> [Record excerpts]
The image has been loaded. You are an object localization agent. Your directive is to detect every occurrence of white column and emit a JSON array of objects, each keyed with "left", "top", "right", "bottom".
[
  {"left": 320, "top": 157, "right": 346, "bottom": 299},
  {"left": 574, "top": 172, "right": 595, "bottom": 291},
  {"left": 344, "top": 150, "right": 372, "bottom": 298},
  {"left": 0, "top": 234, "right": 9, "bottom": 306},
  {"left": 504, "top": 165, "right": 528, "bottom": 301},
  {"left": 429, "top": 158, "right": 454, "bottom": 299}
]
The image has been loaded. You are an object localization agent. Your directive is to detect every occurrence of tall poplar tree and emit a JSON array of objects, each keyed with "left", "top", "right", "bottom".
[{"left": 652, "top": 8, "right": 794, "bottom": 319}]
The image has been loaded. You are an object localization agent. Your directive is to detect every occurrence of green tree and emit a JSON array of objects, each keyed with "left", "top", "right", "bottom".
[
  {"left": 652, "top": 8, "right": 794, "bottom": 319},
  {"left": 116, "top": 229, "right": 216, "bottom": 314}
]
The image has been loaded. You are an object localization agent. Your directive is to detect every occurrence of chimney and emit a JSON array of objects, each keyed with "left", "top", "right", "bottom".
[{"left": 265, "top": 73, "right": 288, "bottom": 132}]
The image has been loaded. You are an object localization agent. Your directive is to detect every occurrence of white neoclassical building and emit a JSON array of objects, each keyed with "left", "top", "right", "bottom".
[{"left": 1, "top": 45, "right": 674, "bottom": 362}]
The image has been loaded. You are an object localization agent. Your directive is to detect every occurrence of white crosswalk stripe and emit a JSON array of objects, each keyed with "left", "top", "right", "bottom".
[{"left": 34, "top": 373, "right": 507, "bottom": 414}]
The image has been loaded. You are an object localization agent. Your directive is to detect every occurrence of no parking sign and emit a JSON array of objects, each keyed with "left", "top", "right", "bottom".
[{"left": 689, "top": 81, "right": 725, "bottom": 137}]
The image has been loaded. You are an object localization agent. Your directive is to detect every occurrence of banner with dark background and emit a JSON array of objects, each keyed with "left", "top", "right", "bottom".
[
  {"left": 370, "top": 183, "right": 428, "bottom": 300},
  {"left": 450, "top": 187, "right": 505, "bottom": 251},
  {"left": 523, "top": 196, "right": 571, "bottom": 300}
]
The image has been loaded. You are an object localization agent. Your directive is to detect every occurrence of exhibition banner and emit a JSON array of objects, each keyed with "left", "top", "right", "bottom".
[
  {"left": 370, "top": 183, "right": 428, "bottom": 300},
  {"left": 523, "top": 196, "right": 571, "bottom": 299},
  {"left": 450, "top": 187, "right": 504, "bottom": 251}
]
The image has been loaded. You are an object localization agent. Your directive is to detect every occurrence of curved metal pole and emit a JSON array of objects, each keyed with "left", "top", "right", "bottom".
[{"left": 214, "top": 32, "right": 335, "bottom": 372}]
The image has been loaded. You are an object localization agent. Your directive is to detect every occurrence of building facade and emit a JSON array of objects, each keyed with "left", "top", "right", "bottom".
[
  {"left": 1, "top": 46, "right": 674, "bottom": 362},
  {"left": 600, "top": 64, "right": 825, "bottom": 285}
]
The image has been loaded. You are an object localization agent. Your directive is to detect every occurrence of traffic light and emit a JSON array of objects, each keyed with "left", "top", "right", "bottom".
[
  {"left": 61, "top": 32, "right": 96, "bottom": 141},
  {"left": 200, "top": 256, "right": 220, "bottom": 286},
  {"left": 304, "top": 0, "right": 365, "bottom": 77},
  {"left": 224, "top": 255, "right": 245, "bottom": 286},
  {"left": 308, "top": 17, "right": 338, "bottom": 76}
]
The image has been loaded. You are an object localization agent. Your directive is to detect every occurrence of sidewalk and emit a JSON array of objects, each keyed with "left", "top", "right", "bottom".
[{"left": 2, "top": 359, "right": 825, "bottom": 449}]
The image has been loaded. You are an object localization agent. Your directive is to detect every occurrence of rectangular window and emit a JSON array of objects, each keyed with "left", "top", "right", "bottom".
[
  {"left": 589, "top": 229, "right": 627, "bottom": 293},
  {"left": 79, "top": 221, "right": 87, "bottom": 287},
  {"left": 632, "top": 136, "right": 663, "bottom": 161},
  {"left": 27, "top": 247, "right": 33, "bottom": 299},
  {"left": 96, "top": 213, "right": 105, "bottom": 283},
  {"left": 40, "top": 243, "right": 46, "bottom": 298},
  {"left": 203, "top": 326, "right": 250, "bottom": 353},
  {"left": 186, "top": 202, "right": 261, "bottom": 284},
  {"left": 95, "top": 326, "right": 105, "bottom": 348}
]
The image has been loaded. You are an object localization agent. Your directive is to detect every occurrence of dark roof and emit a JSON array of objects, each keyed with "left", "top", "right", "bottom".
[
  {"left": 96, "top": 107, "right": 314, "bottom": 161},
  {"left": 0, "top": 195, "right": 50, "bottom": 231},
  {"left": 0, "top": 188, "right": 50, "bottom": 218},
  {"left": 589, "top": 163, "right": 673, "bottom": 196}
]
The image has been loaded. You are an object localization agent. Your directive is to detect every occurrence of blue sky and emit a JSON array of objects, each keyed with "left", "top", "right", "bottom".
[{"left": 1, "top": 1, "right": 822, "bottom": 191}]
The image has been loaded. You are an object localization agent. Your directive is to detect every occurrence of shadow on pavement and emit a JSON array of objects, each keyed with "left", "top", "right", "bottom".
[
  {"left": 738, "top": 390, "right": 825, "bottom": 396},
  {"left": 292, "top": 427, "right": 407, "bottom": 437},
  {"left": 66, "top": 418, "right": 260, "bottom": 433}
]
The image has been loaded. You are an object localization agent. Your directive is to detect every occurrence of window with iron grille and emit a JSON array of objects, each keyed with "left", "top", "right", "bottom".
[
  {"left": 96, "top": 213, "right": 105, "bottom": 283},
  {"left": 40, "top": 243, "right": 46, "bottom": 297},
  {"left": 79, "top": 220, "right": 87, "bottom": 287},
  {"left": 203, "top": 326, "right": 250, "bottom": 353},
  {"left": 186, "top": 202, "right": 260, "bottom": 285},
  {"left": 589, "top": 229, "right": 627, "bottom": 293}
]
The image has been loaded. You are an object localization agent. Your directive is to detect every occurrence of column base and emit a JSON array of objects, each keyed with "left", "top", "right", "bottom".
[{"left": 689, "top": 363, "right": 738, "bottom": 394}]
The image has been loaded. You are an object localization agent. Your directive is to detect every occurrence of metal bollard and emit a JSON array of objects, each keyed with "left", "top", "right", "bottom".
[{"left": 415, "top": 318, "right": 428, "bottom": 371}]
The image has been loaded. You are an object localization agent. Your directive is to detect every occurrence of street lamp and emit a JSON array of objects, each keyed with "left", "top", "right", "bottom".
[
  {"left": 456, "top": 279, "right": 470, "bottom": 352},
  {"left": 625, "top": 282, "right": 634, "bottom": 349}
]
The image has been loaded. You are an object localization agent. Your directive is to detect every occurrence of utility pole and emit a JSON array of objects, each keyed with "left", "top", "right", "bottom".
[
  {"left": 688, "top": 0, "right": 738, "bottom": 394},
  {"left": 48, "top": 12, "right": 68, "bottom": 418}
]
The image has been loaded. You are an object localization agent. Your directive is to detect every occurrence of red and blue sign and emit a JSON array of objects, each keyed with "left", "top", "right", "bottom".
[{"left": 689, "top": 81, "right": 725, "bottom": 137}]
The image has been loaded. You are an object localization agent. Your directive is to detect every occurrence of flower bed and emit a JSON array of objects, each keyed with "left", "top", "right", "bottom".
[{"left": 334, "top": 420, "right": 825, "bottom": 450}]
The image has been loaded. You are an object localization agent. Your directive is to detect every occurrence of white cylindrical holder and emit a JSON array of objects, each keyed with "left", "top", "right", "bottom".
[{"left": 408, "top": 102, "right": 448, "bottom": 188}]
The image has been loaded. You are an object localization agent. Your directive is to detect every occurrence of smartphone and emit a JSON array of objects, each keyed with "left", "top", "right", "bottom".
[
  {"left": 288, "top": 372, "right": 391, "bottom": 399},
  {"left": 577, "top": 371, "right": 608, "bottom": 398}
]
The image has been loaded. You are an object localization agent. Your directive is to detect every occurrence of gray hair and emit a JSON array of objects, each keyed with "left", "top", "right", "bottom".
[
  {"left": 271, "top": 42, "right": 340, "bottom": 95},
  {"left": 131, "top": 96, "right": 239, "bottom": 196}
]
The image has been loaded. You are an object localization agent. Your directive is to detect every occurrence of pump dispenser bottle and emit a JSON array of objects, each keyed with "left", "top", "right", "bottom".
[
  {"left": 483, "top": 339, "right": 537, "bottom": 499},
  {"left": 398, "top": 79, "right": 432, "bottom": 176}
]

> [Task goal] Reprint exactly, and only, the lines running from the one containing "occurrence of smartphone" through the last line of the listing above.

> [Exercise solution]
The image has been loaded. You are an object localization agent. Your directive is to detect every occurrence of smartphone and emit a JSON array of objects, each keyed with "left", "top", "right", "bottom".
[
  {"left": 288, "top": 372, "right": 391, "bottom": 399},
  {"left": 577, "top": 371, "right": 608, "bottom": 398}
]
The image has been loaded. You are an object localization agent. Your directive is to detect every occurrence of gray hair and emit a JSON array of objects, each keyed with "left", "top", "right", "bottom".
[
  {"left": 271, "top": 42, "right": 340, "bottom": 95},
  {"left": 131, "top": 96, "right": 239, "bottom": 196}
]
The image has been loaded. You are an object localization agent. Your directive is to detect every occurrence of pump dispenser bottle and emit a JSON array of objects, each keyed with "left", "top", "right", "bottom".
[
  {"left": 483, "top": 339, "right": 537, "bottom": 499},
  {"left": 398, "top": 79, "right": 432, "bottom": 176}
]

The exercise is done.